━━ Exercise input

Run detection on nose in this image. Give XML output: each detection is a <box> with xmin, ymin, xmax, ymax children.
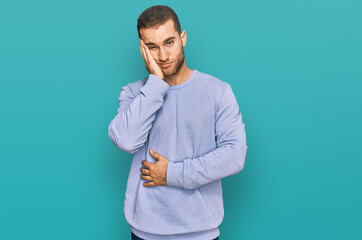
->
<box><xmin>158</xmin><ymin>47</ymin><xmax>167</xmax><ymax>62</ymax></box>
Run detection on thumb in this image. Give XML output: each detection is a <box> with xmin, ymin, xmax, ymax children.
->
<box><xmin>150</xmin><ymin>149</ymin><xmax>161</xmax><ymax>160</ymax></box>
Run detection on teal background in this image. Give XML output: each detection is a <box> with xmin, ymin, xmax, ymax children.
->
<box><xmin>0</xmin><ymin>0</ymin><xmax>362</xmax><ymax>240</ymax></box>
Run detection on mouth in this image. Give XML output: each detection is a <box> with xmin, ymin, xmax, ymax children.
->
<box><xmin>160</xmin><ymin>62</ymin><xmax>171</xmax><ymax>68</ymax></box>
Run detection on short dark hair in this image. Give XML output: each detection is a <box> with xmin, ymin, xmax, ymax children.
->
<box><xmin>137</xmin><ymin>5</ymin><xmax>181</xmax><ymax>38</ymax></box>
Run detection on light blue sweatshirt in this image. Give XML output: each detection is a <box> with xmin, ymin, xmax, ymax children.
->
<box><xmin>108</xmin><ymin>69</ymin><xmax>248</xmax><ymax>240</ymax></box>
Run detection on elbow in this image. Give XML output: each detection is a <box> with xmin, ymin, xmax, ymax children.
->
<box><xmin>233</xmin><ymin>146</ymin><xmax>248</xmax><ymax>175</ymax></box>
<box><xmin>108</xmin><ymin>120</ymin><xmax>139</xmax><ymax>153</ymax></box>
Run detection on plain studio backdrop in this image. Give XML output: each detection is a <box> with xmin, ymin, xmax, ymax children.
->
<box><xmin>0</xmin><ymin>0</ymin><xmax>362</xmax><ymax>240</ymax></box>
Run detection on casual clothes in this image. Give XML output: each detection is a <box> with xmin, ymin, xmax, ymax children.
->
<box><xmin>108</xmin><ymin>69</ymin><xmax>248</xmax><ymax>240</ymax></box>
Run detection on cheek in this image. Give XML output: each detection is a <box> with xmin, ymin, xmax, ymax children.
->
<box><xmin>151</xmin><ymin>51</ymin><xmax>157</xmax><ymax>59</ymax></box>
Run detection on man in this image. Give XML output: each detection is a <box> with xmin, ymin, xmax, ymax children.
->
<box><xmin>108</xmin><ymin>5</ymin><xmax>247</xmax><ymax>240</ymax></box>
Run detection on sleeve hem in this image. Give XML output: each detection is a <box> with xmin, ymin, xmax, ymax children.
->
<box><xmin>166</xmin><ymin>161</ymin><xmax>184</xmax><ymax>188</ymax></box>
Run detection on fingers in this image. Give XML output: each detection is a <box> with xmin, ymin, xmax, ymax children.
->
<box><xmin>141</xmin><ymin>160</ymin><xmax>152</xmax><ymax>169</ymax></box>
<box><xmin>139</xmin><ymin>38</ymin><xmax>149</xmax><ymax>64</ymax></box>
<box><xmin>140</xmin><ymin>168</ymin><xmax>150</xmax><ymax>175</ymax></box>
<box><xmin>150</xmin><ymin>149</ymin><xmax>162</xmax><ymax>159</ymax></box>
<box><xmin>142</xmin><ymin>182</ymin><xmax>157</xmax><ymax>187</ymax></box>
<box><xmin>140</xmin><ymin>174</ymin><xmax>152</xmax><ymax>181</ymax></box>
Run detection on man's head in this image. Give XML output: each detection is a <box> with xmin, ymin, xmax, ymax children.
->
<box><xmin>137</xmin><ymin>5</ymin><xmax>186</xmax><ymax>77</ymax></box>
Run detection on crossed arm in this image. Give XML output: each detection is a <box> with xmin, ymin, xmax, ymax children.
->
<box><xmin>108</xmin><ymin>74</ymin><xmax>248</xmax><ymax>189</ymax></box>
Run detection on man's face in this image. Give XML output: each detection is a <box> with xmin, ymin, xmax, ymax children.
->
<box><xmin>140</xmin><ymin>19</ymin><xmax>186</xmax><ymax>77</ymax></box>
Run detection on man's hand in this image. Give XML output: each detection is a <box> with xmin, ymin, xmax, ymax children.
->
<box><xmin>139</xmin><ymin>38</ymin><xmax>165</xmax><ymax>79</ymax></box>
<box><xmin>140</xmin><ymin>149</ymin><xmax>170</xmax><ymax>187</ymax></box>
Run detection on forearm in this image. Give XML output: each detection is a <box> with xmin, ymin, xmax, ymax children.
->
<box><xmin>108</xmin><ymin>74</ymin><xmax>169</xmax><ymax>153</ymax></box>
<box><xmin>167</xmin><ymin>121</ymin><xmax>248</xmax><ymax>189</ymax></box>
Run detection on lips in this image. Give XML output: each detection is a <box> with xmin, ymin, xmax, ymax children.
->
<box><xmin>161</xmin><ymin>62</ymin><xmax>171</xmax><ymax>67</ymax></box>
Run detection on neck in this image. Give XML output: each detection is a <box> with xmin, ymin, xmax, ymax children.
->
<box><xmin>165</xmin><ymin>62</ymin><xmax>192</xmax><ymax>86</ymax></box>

━━━━

Swap every "Run detection on" in the records above for "Locate" and give all the records again with nothing else changed. Leave the pictures out.

Locate nose in this image. Give XML output: each detection is a <box> with xmin, ymin, xmax, ymax children.
->
<box><xmin>158</xmin><ymin>47</ymin><xmax>167</xmax><ymax>62</ymax></box>
Locate thumb in this image. Give XML output: each detection is a <box> with xmin, ymin, xmax, ymax children.
->
<box><xmin>150</xmin><ymin>149</ymin><xmax>161</xmax><ymax>160</ymax></box>
Locate teal background in this image. Give XML output: each detection is a <box> with xmin, ymin, xmax, ymax children.
->
<box><xmin>0</xmin><ymin>0</ymin><xmax>362</xmax><ymax>240</ymax></box>
Locate mouth in this image. Give XML output: each detection is a <box> with xmin, ymin, xmax, ymax children.
->
<box><xmin>160</xmin><ymin>62</ymin><xmax>171</xmax><ymax>68</ymax></box>
Locate short dark hair in this image. Give XML output: each detection is a <box> with xmin, ymin, xmax, ymax children.
->
<box><xmin>137</xmin><ymin>5</ymin><xmax>181</xmax><ymax>38</ymax></box>
Locate light blue sweatshirt in this image. Give XML output: each detection is a <box> with xmin, ymin, xmax, ymax children.
->
<box><xmin>108</xmin><ymin>69</ymin><xmax>248</xmax><ymax>240</ymax></box>
Locate elbow in this image. Give XML output: each detection is a <box> with xmin, ymin, xmax, ymax children.
->
<box><xmin>233</xmin><ymin>146</ymin><xmax>248</xmax><ymax>175</ymax></box>
<box><xmin>108</xmin><ymin>120</ymin><xmax>139</xmax><ymax>153</ymax></box>
Locate plain studio backdrop in this image. Give XML output: each detection is a <box> with xmin, ymin, xmax, ymax children.
->
<box><xmin>0</xmin><ymin>0</ymin><xmax>362</xmax><ymax>240</ymax></box>
Locate casual clothes in this image. Give XML output: each detection is a <box> with xmin, ymin, xmax, ymax children.
->
<box><xmin>108</xmin><ymin>69</ymin><xmax>248</xmax><ymax>240</ymax></box>
Locate cheek in this image. Give XML output: each detection is a <box> with xmin, ymin, xmax, ymax children.
->
<box><xmin>151</xmin><ymin>51</ymin><xmax>157</xmax><ymax>59</ymax></box>
Locate man in this image. Give XML output: each detection is a <box> with xmin, ymin, xmax, ymax children.
->
<box><xmin>108</xmin><ymin>5</ymin><xmax>247</xmax><ymax>240</ymax></box>
Locate sleeve hem in this image. Give XML output: each detection is a <box> with xmin, ymin, xmax, ymax children.
->
<box><xmin>166</xmin><ymin>161</ymin><xmax>184</xmax><ymax>188</ymax></box>
Locate fingers in this image. Give XML output: each detection is a <box> with xmin, ymin, xmax, ymax children.
->
<box><xmin>141</xmin><ymin>160</ymin><xmax>152</xmax><ymax>169</ymax></box>
<box><xmin>139</xmin><ymin>38</ymin><xmax>149</xmax><ymax>64</ymax></box>
<box><xmin>140</xmin><ymin>168</ymin><xmax>150</xmax><ymax>175</ymax></box>
<box><xmin>150</xmin><ymin>149</ymin><xmax>162</xmax><ymax>159</ymax></box>
<box><xmin>142</xmin><ymin>182</ymin><xmax>157</xmax><ymax>187</ymax></box>
<box><xmin>140</xmin><ymin>174</ymin><xmax>152</xmax><ymax>181</ymax></box>
Locate man's head in this image. Give XML output: each detection is a <box> with xmin, ymin, xmax, ymax children.
->
<box><xmin>137</xmin><ymin>5</ymin><xmax>186</xmax><ymax>77</ymax></box>
Locate crossed arm in this image. Give XML output: each detection is a <box> with xmin, ymin, xmax, ymax children.
->
<box><xmin>108</xmin><ymin>74</ymin><xmax>248</xmax><ymax>189</ymax></box>
Locate man's face in this image. Give XML output: each detection is a <box> with xmin, ymin, xmax, ymax children.
->
<box><xmin>140</xmin><ymin>19</ymin><xmax>186</xmax><ymax>77</ymax></box>
Locate man's hand in this image. Give XML output: each detection is a <box> with xmin, ymin, xmax, ymax children.
->
<box><xmin>139</xmin><ymin>38</ymin><xmax>165</xmax><ymax>79</ymax></box>
<box><xmin>140</xmin><ymin>149</ymin><xmax>170</xmax><ymax>187</ymax></box>
Locate forearm in this image. Give XML output: each detection is a <box> with xmin, ymin, xmax, ymax children.
->
<box><xmin>108</xmin><ymin>74</ymin><xmax>169</xmax><ymax>153</ymax></box>
<box><xmin>167</xmin><ymin>121</ymin><xmax>248</xmax><ymax>189</ymax></box>
Locate lips in this image. Give XML output: each detection is a <box> with xmin, ymin, xmax, ymax children.
->
<box><xmin>161</xmin><ymin>62</ymin><xmax>171</xmax><ymax>67</ymax></box>
Locate neck in this image. Give XML output: each detection is a <box> with xmin, ymin, xmax, ymax children.
->
<box><xmin>165</xmin><ymin>62</ymin><xmax>192</xmax><ymax>86</ymax></box>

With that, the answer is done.